- _REQUESTS_
A – Using the post on visualizing the loss landscape, answer each question in a short phrase:
(i) Which loss function is named as the most widely used for a classification task?
(ii) In what kind of directions does the cited paper modify the network weights?
(iii) Along what are the values of the parametrized surface calculated?
B – Decide whether each statement agrees with the post on visualizing the loss landscape, answering yes or no and quoting the words that settle it:
(i) The categorical cross-entropy takes the one-hot distribution of the true image label as an input.
(ii) The post defines the loss surface with respect to the input images alone.
(iii) The cited paper changes the network weights along fixed, unnormalized directions.
C – Write what follows next in the post on visualizing the loss landscape, picking up after its last sentence.

Visualizing the loss landscape

Saturday. March 06, 2021 - 10 mins

+ deep learning + loss function + visualization + optimization + image classification

Visualizing the loss landscape

When evaluating the neural network we evaulate the same objective function used during training. For a classification task the most widely used loss function is the categorical cross-entropy which takes as input the one-hot probability distribution of the true image label as well as the prediction over the classes given by the deep neural network. We can state the the loss function is parametrized by the input dataset, the true labels and the learnt weights of the network:

\[L(\chi, \gamma, \theta) = - \sum_{x \in \chi} y(x)log(p_{\theta}(x))\]

Where y(x) is the one-hot distribution for the appropiate class of the sample x. What’s there to visualize on the loss? It is a function of the dataset we evaluate it on and the model’s parameters. The loss surface can be defined with respect to the model parameters. As modern convolutional networks can have millions (way more in some cases) of parameters a multitude of ways have been developed to use them to visualize the loss surface in lower dimensions. The paper Visualizing the Loss Landscape of Neural Nets proposes a solution of visualizing the loss surface with respec to modifying the weights of the underlying neural net in random, normalized directions.

\[f(\alpha, \beta) = L(\theta + \alpha \delta + \beta \eta)\]

Where \(\boldsymbol{\gamma}, \boldsymbol{\eta}\) are random directions in the vector space of the model weights. This method made it possible to parametrize the surface with \(\alpha, \beta\) parameters and therefore we can calculate its values alongside a 2D grid.

- _RECORD EXCERPTS_
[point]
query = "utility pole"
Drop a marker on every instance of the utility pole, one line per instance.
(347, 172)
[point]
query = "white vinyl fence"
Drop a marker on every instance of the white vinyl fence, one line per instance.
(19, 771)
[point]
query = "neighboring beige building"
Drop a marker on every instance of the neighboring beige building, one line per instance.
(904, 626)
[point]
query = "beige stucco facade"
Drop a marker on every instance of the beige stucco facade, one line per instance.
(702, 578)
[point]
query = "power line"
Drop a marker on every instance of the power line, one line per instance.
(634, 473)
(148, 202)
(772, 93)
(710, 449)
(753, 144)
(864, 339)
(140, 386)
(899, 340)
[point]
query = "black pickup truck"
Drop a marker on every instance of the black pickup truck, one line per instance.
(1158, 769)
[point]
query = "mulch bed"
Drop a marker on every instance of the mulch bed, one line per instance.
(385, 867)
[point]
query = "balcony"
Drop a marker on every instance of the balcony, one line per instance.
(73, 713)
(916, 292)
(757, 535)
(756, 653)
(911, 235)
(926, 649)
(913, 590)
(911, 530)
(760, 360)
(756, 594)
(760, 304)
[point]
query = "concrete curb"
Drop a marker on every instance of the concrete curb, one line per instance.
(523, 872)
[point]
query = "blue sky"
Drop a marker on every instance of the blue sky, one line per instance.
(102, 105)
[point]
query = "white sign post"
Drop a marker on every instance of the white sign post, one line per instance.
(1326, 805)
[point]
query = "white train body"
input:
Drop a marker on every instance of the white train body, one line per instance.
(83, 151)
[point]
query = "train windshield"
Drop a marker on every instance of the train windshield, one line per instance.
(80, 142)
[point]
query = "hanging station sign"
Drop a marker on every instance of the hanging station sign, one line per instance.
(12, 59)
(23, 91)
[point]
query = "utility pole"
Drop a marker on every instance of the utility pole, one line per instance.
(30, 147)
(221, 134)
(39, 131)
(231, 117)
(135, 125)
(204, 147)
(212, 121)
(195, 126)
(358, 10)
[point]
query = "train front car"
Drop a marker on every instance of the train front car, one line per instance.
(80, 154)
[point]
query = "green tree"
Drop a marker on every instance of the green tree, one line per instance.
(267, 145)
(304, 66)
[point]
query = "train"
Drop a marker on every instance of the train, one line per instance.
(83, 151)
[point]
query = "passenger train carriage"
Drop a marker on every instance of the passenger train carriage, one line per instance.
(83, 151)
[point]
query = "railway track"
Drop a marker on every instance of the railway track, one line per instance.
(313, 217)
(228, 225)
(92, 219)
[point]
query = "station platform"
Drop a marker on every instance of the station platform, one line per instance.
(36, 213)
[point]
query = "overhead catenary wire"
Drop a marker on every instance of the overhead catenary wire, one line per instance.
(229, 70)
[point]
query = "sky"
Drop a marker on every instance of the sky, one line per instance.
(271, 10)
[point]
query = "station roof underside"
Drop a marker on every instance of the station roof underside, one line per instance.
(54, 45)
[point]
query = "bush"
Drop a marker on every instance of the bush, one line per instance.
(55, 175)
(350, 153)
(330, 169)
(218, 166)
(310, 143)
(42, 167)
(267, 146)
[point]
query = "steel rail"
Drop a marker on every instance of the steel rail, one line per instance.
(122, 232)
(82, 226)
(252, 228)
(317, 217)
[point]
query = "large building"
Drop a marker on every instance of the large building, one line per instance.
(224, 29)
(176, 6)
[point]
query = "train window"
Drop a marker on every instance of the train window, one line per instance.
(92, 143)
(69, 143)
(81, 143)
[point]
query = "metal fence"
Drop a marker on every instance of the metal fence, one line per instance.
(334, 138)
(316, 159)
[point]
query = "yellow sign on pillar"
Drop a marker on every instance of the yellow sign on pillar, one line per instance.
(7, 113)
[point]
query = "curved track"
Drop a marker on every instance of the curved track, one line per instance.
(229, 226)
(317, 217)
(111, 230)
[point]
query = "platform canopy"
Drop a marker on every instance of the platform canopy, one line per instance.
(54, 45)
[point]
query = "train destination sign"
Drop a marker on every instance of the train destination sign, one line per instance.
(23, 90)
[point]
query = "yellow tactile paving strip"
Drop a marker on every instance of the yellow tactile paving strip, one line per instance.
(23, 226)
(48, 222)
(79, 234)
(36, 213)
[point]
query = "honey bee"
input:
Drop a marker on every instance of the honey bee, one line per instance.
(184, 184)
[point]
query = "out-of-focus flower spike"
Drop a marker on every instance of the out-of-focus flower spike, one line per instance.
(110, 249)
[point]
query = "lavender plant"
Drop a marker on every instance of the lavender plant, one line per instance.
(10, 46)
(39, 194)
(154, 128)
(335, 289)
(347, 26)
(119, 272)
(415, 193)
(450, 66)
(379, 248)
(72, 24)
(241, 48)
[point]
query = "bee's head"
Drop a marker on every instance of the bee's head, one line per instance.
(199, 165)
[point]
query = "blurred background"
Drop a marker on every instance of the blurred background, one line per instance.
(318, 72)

- _RESULTS BY TASK_
A –
(i) The categorical cross-entropy.
(ii) Random, normalized directions.
(iii) A 2D grid.

B –
(i) Yes: "which takes as input the one-hot probability distribution of the true image label"
(ii) No: "The loss surface can be defined with respect to the model parameters."
(iii) No: "modifying the weights of the underlying neural net in random, normalized directions"

C –
The idea of random directions for visualizing high-dimensional functions was not new but did not work for others beforehand. It is largely due to the fact that previously no one used filterwise normalization on the random directions. As CNNs are not parametrized by independent random variables but are highly structured into convolutional, densely connected parts each filter perturbation should therefore be perturbed on the scale of that learned filter.

\[d_{i}^{(j)} = \frac{d_{i}^{(j)} }{||d_{i}^{(j)}||}||\theta_{i}^{(j)}||\]

Where j is the index of the filter and i is the index inside that flattened filter and d is the random direction we sampled from a pre-defined distribution (random normal).

Basically this is the theory. Sample to, independent random dierections in the same vector space as the weights and scale them filter-by-filter to amount for the different processing units and learnt filter scales. This method ensures that every part of the network is ‘properly’ perturbed and we can evaluate the f function on a grid of \(\alpha, \beta\) values and the given dataset.

Code

In order to experiments with different architectures we would need to pre-train all of them on the training set (ImageNet in this case) and evaluate them on the test set with the random directions alongside a grid to visualize their loss surface. PyTorch contains a few ImageNet-pretrained models that can be used in this scenario, so the training part could be skipped whilst the evaluation was done on the ImageNetV2 dataset since the original ImageNet data is not publicly available anymore and even tough I asked for access, it takes them a lot of time to provide it.

Loading the models is fairly easy:

import torch

model_ids = ['mobilenet_v2', 'vgg11', 'vgg11_bn', 'alexnet', 'vgg16', 'vgg16_bn', 'resnet18',
             'densenet161', 'inception_v3',
             'googlenet', 'resnext50_32x4d', 'mnasnet1_0',
             'resnet50']


def load_model(model_identifier):
    return torch.hub.load('pytorch/vision:v0.6.0', model_identifier, pretrained=True, verbose=False).eval()

Here I defined all available identifiers from the pytorch/vision:v0.6.0 GitHub respository and loaded them with the pre-trained weights and set them to evaluation mode.

Moving on comes the random direction generation and the filter perturbation part. Given a model -> torch.nn.Module it is possible to go through its named parameters:

def init_directions(model):
    noises = []

    n_params = 0
    for name, param in model.named_parameters():
        delta = torch.normal(.0, 1., size=param.size())
        nu = torch.normal(.0, 1., size=param.size())

        param_norm = torch.norm(param)
        delta_norm = torch.norm(delta)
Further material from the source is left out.